__PROVIDED RECORDS__:
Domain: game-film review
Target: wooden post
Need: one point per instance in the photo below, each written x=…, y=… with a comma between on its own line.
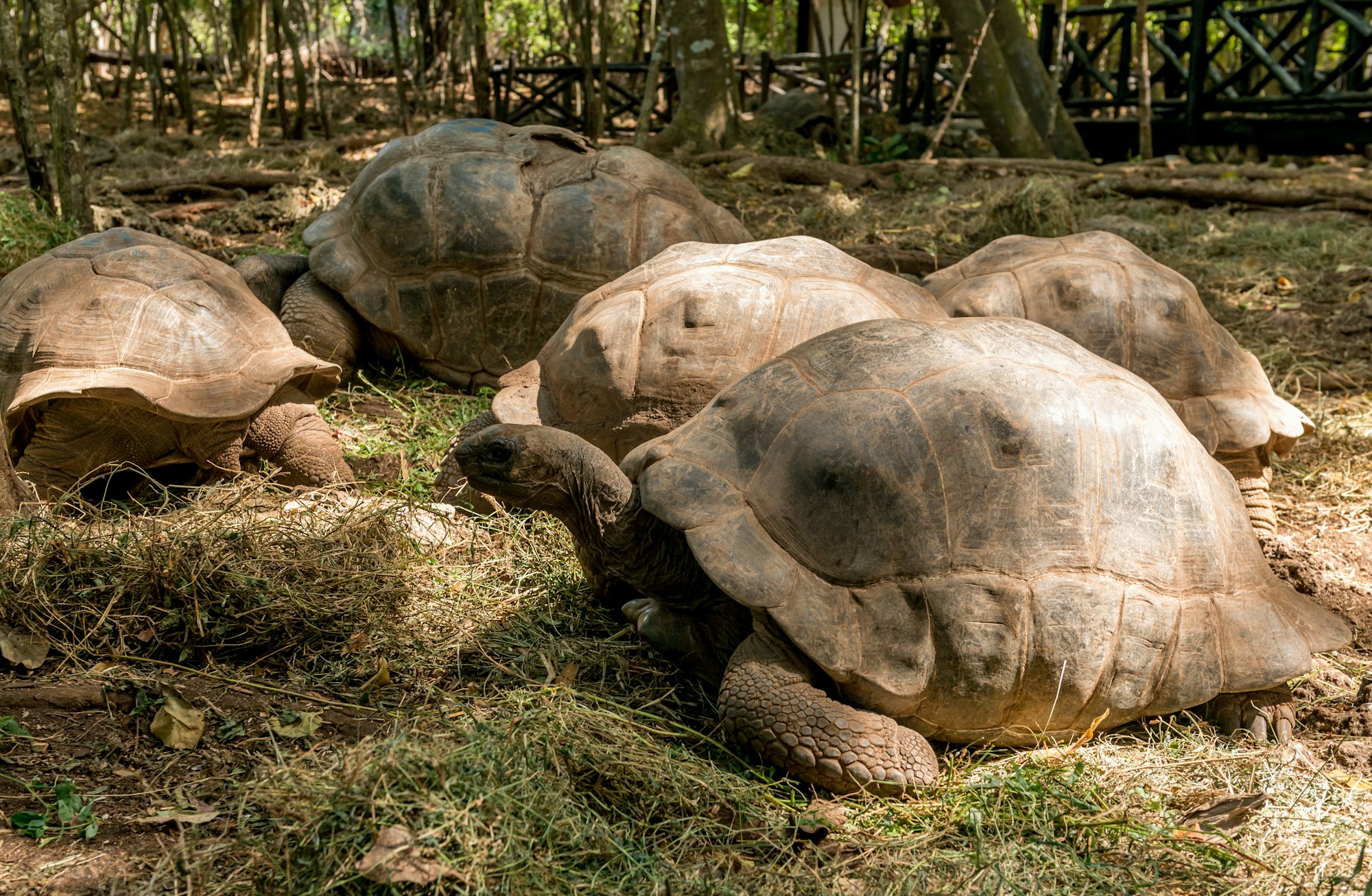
x=1197, y=68
x=1141, y=28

__WHAT YOU ARE ASKED TO DO__:
Set down only the lines from the one with "Target: wooden post" through the end of the entries, exactly as they appear, leaving out each picture.

__TASK RESPONSE__:
Target: wooden post
Need: one point per instance in the photo below, each written x=…, y=… with a comma between on its own line.
x=1197, y=68
x=1141, y=28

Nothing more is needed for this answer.